**Exercise instructions:** Copy out every one of the items below word for word, without the pictures.

**Data listing:**

━━━━━━━━━━

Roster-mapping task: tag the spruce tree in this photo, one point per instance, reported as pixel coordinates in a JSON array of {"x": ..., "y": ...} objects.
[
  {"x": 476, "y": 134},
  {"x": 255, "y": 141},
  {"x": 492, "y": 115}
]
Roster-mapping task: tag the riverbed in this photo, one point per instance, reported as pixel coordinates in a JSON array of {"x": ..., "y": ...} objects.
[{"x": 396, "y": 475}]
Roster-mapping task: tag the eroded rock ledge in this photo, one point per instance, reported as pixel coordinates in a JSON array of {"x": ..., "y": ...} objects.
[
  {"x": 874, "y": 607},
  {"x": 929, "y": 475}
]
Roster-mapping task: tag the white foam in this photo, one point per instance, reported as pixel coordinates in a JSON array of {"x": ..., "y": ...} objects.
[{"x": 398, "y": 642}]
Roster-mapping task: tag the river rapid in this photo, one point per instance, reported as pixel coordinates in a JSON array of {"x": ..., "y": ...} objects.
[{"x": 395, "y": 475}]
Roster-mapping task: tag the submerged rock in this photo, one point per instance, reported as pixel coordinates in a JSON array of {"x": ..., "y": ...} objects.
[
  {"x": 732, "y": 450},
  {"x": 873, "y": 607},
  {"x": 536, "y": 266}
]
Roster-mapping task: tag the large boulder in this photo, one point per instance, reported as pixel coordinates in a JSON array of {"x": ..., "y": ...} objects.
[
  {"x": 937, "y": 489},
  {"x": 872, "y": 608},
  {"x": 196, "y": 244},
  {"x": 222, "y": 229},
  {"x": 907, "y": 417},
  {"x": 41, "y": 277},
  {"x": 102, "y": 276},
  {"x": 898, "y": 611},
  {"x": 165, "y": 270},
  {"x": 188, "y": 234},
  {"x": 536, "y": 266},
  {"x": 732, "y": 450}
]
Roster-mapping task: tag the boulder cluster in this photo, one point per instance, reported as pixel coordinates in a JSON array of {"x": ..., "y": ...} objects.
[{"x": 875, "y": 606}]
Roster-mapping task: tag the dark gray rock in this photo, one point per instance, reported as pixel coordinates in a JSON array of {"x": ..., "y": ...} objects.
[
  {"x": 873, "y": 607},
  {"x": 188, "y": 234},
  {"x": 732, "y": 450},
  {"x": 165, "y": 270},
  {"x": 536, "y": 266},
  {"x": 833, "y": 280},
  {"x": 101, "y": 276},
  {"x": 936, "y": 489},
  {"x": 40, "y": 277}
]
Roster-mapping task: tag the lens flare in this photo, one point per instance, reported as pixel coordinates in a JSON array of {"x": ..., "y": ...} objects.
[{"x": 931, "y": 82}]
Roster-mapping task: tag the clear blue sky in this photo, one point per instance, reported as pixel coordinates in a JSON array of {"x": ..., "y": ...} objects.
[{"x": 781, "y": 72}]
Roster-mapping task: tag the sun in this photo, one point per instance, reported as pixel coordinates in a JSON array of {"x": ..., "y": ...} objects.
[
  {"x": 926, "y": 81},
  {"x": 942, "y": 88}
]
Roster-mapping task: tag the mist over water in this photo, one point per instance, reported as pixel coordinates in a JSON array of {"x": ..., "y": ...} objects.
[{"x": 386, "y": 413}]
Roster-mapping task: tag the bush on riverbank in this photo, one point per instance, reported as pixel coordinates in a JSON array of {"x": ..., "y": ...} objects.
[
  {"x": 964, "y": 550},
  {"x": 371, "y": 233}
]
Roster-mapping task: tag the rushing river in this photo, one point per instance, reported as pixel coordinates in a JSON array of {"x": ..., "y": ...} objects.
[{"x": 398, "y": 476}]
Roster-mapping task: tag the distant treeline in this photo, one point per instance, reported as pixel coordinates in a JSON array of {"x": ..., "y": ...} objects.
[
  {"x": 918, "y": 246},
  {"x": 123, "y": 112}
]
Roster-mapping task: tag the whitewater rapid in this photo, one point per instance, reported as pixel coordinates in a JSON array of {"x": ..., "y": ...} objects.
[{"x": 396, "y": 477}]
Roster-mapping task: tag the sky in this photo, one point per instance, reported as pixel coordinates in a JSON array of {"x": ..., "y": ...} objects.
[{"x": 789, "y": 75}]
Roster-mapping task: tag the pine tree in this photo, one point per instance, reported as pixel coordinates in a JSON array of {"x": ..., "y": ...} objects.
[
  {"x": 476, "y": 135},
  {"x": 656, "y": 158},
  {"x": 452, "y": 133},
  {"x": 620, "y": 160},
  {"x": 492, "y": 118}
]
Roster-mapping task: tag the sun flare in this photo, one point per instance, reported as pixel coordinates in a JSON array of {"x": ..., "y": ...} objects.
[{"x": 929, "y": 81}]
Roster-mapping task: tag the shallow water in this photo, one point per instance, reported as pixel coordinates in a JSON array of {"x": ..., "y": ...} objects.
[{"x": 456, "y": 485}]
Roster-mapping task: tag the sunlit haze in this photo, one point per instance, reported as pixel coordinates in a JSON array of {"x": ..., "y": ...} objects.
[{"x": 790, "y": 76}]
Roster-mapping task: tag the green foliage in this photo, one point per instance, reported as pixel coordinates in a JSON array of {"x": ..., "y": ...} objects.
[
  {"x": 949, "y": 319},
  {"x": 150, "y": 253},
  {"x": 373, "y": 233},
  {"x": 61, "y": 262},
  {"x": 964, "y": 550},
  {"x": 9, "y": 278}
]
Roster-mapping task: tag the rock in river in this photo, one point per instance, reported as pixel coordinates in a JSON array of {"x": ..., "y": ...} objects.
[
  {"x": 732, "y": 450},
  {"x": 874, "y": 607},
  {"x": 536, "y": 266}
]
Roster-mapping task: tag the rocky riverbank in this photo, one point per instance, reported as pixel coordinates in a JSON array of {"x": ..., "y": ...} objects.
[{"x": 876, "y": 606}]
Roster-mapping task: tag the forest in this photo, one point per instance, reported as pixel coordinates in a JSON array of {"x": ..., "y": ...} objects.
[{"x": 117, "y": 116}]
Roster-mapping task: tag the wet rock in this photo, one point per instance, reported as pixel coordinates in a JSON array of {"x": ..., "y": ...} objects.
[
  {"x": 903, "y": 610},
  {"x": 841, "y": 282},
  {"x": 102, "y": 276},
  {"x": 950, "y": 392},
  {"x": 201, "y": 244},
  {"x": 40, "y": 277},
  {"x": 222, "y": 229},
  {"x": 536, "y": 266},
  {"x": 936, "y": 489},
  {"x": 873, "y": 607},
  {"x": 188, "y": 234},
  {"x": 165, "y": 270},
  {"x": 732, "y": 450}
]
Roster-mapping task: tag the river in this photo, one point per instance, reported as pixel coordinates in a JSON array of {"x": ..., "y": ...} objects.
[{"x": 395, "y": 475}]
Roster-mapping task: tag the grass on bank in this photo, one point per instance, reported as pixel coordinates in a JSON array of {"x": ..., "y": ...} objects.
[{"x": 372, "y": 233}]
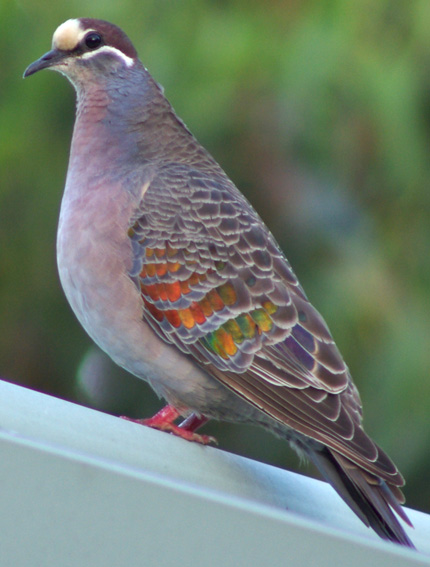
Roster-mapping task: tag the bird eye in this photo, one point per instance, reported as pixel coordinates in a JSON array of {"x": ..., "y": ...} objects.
[{"x": 93, "y": 40}]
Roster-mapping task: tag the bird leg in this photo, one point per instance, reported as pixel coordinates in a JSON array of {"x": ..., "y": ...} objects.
[{"x": 163, "y": 421}]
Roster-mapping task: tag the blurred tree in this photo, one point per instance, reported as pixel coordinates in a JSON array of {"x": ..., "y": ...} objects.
[{"x": 319, "y": 111}]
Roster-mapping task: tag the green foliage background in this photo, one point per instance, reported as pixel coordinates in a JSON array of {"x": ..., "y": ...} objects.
[{"x": 320, "y": 112}]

━━━━━━━━━━

**Final result:**
Roster-mapping task: tag the spruce tree in this photo, one point per instance, reported as pixel coordinates in a JSON array of {"x": ..., "y": ...} objects.
[
  {"x": 476, "y": 134},
  {"x": 255, "y": 141},
  {"x": 492, "y": 115}
]
Roster-mapping task: tag the riverbed in this photo, one point per instance, reported as pixel coordinates in a JSON array of {"x": ..., "y": ...} objects.
[{"x": 396, "y": 475}]
Roster-mapping task: tag the eroded rock ledge in this photo, one point per instance, reported as pixel coordinates in a JSON array of {"x": ..., "y": ...} objects.
[
  {"x": 874, "y": 607},
  {"x": 929, "y": 475}
]
Roster-mapping task: tag the white foam in this photo, one point per instance, reported as pixel coordinates in a JSON array of {"x": ..., "y": ...} objects.
[{"x": 398, "y": 642}]
Roster-mapping task: tag the river rapid in this photo, one point per instance, reported as pixel coordinates in a JSON array of {"x": ..., "y": ...} objects.
[{"x": 395, "y": 475}]
Roster-mapping task: tag the submerged rock in this photo, one point per instance, reported as pixel coordinates in a JSON array of {"x": ..., "y": ...} objects.
[
  {"x": 732, "y": 450},
  {"x": 873, "y": 607},
  {"x": 536, "y": 266}
]
Roster-mapping task: tag the large boulder in this photo, one point per instance, reported as pixel coordinates in a JSON array of {"x": ..., "y": ...} objects.
[
  {"x": 937, "y": 489},
  {"x": 872, "y": 608},
  {"x": 196, "y": 244},
  {"x": 222, "y": 229},
  {"x": 907, "y": 417},
  {"x": 41, "y": 277},
  {"x": 102, "y": 276},
  {"x": 898, "y": 611},
  {"x": 165, "y": 270},
  {"x": 188, "y": 234},
  {"x": 536, "y": 266},
  {"x": 732, "y": 450}
]
Roster-mapping task: tag the boulder cluster in this photo, one point per instance, reported as pixel coordinates in a JSON array of {"x": ..., "y": ...} objects.
[{"x": 875, "y": 606}]
Roster-mapping task: tag the dark gray rock in this photo, one point per instance, reported as pixel coordinates in a JSON array of {"x": ..., "y": ...} objects.
[
  {"x": 873, "y": 607},
  {"x": 188, "y": 234},
  {"x": 732, "y": 450},
  {"x": 165, "y": 270},
  {"x": 536, "y": 266},
  {"x": 833, "y": 280},
  {"x": 101, "y": 276},
  {"x": 936, "y": 489},
  {"x": 40, "y": 277}
]
Roster-mapping task: tag the lens flare in this photo, one point per instance, reported as pixel coordinates in a JSON array of {"x": ..., "y": ...} objects.
[{"x": 931, "y": 82}]
Roster-mapping task: tag the clear blue sky in this photo, one point per instance, reported as pixel coordinates in a JSON array of {"x": ..., "y": ...} objects.
[{"x": 781, "y": 72}]
Roster-mapping task: tag the sun in this photo, one point per instance, reported as pixel coordinates in a JSON array of {"x": ..., "y": ...} objects.
[
  {"x": 926, "y": 81},
  {"x": 942, "y": 88}
]
Roster-mapping task: tag the mist over water in this photo, one point per instance, reported as pixel coordinates in a JSON array of {"x": ..., "y": ...} objects.
[{"x": 386, "y": 413}]
Roster-mapping task: tag the bush on riverbank in this photo, one point per instance, reported as pixel coordinates in a JSON array of {"x": ..., "y": ...} objects.
[
  {"x": 964, "y": 550},
  {"x": 371, "y": 233}
]
Roster-mapping task: tag the rushing river in this photo, one point per instance, reported as pixel coordinates in a JSON array of {"x": ..., "y": ...} objects.
[{"x": 398, "y": 476}]
Roster-mapping task: tag the distant treeline in this photo, one point per instance, reported as pixel coordinates in a JSON array of {"x": ..., "y": ...} objects.
[
  {"x": 918, "y": 246},
  {"x": 123, "y": 112}
]
Roster-mapping task: tag the whitewater rapid in this photo, one point per instance, reported as pixel coordinates in a JSON array of {"x": ..., "y": ...} objects.
[{"x": 396, "y": 477}]
Roster-mapping task: tag the sky in this photo, one point per instance, reported as pixel coordinates in a JSON array of {"x": ..., "y": ...} objects.
[{"x": 789, "y": 75}]
Roster-mapping task: tag the pine tree in this photo, one point per instance, reported as pixel coordinates in a JSON array of {"x": ..., "y": ...} objects.
[
  {"x": 476, "y": 135},
  {"x": 656, "y": 158},
  {"x": 452, "y": 133},
  {"x": 620, "y": 160},
  {"x": 492, "y": 118}
]
Roster-mapping task: tag the sun flare in this photo, one point per instance, reported as pixel coordinates in a JSON array of {"x": ..., "y": ...} objects.
[{"x": 929, "y": 81}]
Roster-mapping task: tag the shallow water in this photo, one point per instance, reported as pixel coordinates in a JSON array of {"x": ..., "y": ...} objects.
[{"x": 456, "y": 485}]
Roster-mapping task: tag the sunlit haze in this photo, one point per instance, reported as pixel coordinates in a JSON array of {"x": ..., "y": ...} objects.
[{"x": 790, "y": 76}]
Roster-mapping task: tag the green foliage in this photo, one point per instance, reported as pixel coordinates in a JSON array of {"x": ..., "y": ...} objects.
[
  {"x": 949, "y": 319},
  {"x": 150, "y": 253},
  {"x": 373, "y": 233},
  {"x": 61, "y": 262},
  {"x": 964, "y": 550},
  {"x": 9, "y": 278}
]
Roster-mapping task: tag the rock in river in this photo, one point per instance, reported as pixel coordinates in a JSON array of {"x": ..., "y": ...} objects.
[
  {"x": 732, "y": 450},
  {"x": 874, "y": 607},
  {"x": 536, "y": 266}
]
Roster-mapping task: tag the rocky riverbank in this photo, one point per instance, reported as pixel coordinates in a JSON array of {"x": ..., "y": ...} objects.
[{"x": 876, "y": 606}]
Roster-mapping task: tag the forest in this photo, one point per instance, reported as pixel coordinates in a JSON array of {"x": ..., "y": ...} objects.
[{"x": 117, "y": 116}]
Roster-mapping task: tag the wet rock in this photo, one point per instance, reported as pixel coordinates in a JSON array of {"x": ..., "y": ...} objects.
[
  {"x": 903, "y": 610},
  {"x": 841, "y": 282},
  {"x": 102, "y": 276},
  {"x": 950, "y": 392},
  {"x": 201, "y": 244},
  {"x": 40, "y": 277},
  {"x": 222, "y": 229},
  {"x": 536, "y": 266},
  {"x": 936, "y": 489},
  {"x": 873, "y": 607},
  {"x": 188, "y": 234},
  {"x": 165, "y": 270},
  {"x": 732, "y": 450}
]
Roster-mapping task: tag the river in this photo, one point per instance, reported as pixel coordinates in a JSON array of {"x": ..., "y": ...} objects.
[{"x": 395, "y": 475}]
Roster-mapping task: tag the grass on bank in this photo, one point per instance, reported as pixel coordinates in a JSON array of {"x": ..., "y": ...} objects.
[{"x": 372, "y": 233}]
Roster-mapping task: tag the bird eye in this photo, one point per instance, reported as pixel coordinates in a JSON array of {"x": ..., "y": ...} objects.
[{"x": 93, "y": 40}]
Roster-mapping task: tag the bird leg in this photo, one point per instance, reported as pixel coordinates in a JSON array of {"x": ..., "y": ...} objects.
[{"x": 163, "y": 421}]
Roster-mapping task: tag the blurred tree in this photo, one point per instance, reported as pixel coordinates in a JSON array of {"x": ..., "y": ...} objects.
[{"x": 319, "y": 111}]
Roster-mapping task: tag the green foliage background in this photo, one point per instance, reported as pixel coordinates in a JSON array of {"x": ..., "y": ...} objects.
[{"x": 320, "y": 112}]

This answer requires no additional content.